**What is being asked**
Copy out the Gannett deferred compensation plan excerpt in full, word for word, keeping its line breaks and spacing.

**Supplied passage**
§ §
3.0  ADMINISTRATION OF THE PLAN. . . . . . . . . . . . . . . .  9

     3.1  Statement of Account . . . . . . . . . . . . . . . .  9
     3.2  Assignability. . . . . . . . . . . . . . . . . . . .  9
     3.3  Business Days. . . . . . . . . . . . . . . . . . . .  9
     3.4  Administration . . . . . . . . . . . . . . . . . . .  9
     3.5  Amendment. . . . . . . . . . . . . . . . . . . . . .  9
     3.6  Liability. . . . . . . . . . . . . . . . . . . . .   10




                        GANNETT CO., INC.
                    DEFERRED COMPENSATION PLAN
               [Restatement as of January 1, 1997]

                          1.0 BACKGROUND

1.1  Introduction

     The Gannett Co., Inc. Deferred Compensation Plan ("Plan")
     was adopted to provide the opportunity for Directors to
     defer to future years all or part of their fees and key
     employees to defer to future years all or part of their
     salary, bonus and/or shares of Gannett common stock issued
     pursuant to Stock Incentive Rights ("SIRs") under the
     Gannett Co., Inc. 1978 Long-Term Incentive Plan
     ("Compensation") payable by Gannett Co., Inc. ("Company") as
     part of their retirement and financial planning.  This
     restatement is intended to provide additional flexibility in
     payment terms, to reduce administrative burdens and to
     reflect legal developments since the Plan's initial
     adoption.
§ §
**Data listing**
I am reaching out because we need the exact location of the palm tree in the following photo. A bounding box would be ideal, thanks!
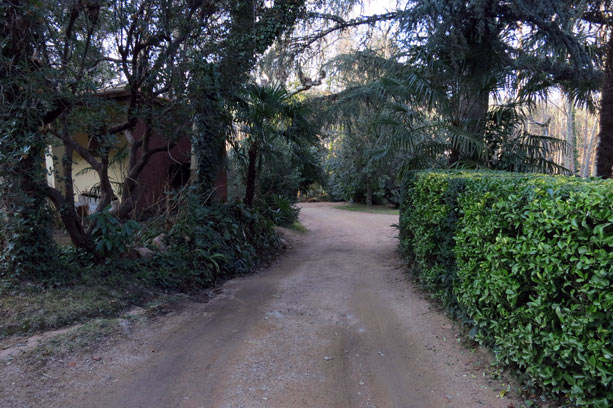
[237,84,317,207]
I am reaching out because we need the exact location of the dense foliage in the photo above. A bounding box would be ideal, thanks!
[400,172,613,407]
[138,195,278,291]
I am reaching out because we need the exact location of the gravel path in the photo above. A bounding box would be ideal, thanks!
[0,204,521,408]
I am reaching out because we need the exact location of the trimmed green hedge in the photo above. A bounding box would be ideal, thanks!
[400,171,613,407]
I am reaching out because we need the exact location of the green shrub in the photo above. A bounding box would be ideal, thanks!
[401,172,613,407]
[136,195,278,290]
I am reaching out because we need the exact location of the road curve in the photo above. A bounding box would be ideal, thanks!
[61,204,519,408]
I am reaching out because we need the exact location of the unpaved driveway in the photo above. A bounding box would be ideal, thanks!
[1,204,519,408]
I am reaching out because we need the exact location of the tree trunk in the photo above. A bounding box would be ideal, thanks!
[564,95,576,175]
[244,142,258,207]
[448,89,489,165]
[581,118,598,177]
[596,33,613,178]
[366,176,372,208]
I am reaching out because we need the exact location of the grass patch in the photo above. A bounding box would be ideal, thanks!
[290,221,308,233]
[334,204,400,215]
[0,279,153,338]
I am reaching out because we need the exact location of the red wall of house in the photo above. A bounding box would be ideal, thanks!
[133,123,191,217]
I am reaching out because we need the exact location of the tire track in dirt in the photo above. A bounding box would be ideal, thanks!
[7,204,520,408]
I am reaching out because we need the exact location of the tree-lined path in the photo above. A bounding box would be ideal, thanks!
[20,204,519,408]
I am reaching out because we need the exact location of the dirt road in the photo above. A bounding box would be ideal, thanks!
[2,204,520,408]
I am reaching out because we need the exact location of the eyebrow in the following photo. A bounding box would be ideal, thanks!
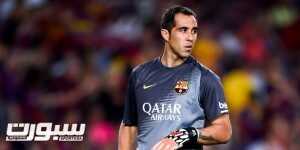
§ §
**Task output**
3.0  ADMINISTRATION OF THE PLAN. . . . . . . . . . . . . . . .  9

     3.1  Statement of Account . . . . . . . . . . . . . . . .  9
     3.2  Assignability. . . . . . . . . . . . . . . . . . . .  9
     3.3  Business Days. . . . . . . . . . . . . . . . . . . .  9
     3.4  Administration . . . . . . . . . . . . . . . . . . .  9
     3.5  Amendment. . . . . . . . . . . . . . . . . . . . . .  9
     3.6  Liability. . . . . . . . . . . . . . . . . . . . .   10




                        GANNETT CO., INC.
                    DEFERRED COMPENSATION PLAN
               [Restatement as of January 1, 1997]

                          1.0 BACKGROUND

1.1  Introduction

     The Gannett Co., Inc. Deferred Compensation Plan ("Plan")
     was adopted to provide the opportunity for Directors to
     defer to future years all or part of their fees and key
     employees to defer to future years all or part of their
     salary, bonus and/or shares of Gannett common stock issued
     pursuant to Stock Incentive Rights ("SIRs") under the
     Gannett Co., Inc. 1978 Long-Term Incentive Plan
     ("Compensation") payable by Gannett Co., Inc. ("Company") as
     part of their retirement and financial planning.  This
     restatement is intended to provide additional flexibility in
     payment terms, to reduce administrative burdens and to
     reflect legal developments since the Plan's initial
     adoption.